WHAT YOU HAVE TO DO: Carry on the okonomiyaki recipe below, picking up after its first method step.

Putting an Aussie breakfast spin on this street-food classic, Adam adds new layers to Japan's iconic savoury cabbage pancake.






Skill level

Average: 4.4 (35 votes)


  • ¼ head white cabbage (about 500 g), diced
  • 60 ml (¼ cup) vegetable oil
  • 8 rashers streaky bacon
  • 100 g (1 cup) grated mozzarella or cheddar cheese
  • 4 eggs
  • 250 ml (1 cup) barbecue sauce (or okonomiyaki sauce)
  • 60 ml (¼ cup) Japanese mayonnaise
  • 1 tbsp bonito flakes (katsuoboshi), (optional)
  • 3 thin spring onions, thinly sliced

Okonomiyaki batter

  • 300 g (2 cups) self-raising flour
  • 60 g (½ cup) cornflour
  • 375 ml (1½ cups) chicken stock or water
  • 2 eggs

Cook's notes

Oven temperatures are for conventional; if using fan-forced (convection), reduce the temperature by 20˚C. | We use Australian tablespoons and cups: 1 teaspoon equals 5 ml; 1 tablespoon equals 20 ml; 1 cup equals 250 ml. | All herbs are fresh (unless specified) and cups are lightly packed. | All vegetables are medium size and peeled, unless specified. | All eggs are 55-60 g, unless specified.


  1. For the okonomiyaki batter, mix all the ingredients together in a large bowl. Add the diced cabbage and stir to combine.

DATA BLOCK:
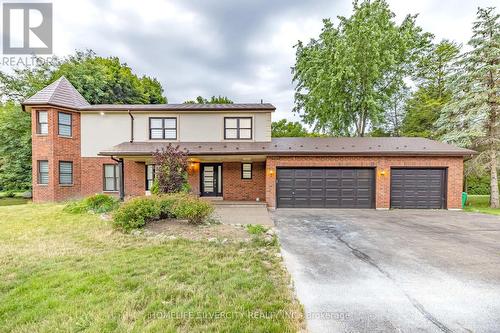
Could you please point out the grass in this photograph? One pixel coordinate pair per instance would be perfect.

ANSWER BELOW:
  2. Heat a large, lidded frying pan over medium heat and add a little of the oil. Place 2 rashers of bacon in the centre of the pan and place about 1 cup of the cabbage mixture on top. Scatter with a little cheese, then top with another cup of mixture. As the mixture cooks down, form it into a disc about 20 cm in diameter, without pressing the mixture down from the top. Cover and cook for about 8 minutes, then flip the pancake, cover and cook for another 6-8 minutes or until cooked through, continuing to mould the pancake as it cooks.
  3. While the okonomiyaki is cooking, heat a drizzle of oil in a separate frying pan over medium heat. Crack one of the eggs into the pan and fry until cooked to your liking.
  4. Remove the okonomiyaki from the pan and place the egg on top. Cover with the barbecue sauce and mayonnaise, then scatter with the bonito flakes (if using) and spring onions to serve. Repeat with the remaining ingredients to make 4 okonimayake. You can make one large one if you prefer or have a couple of pans on the go at the same time.


Adam Liaw cooks, laughs, and explores culture with some of Australia's most beloved in The Cook Up With Adam Liaw.

Photography by Danielle Abou Karam.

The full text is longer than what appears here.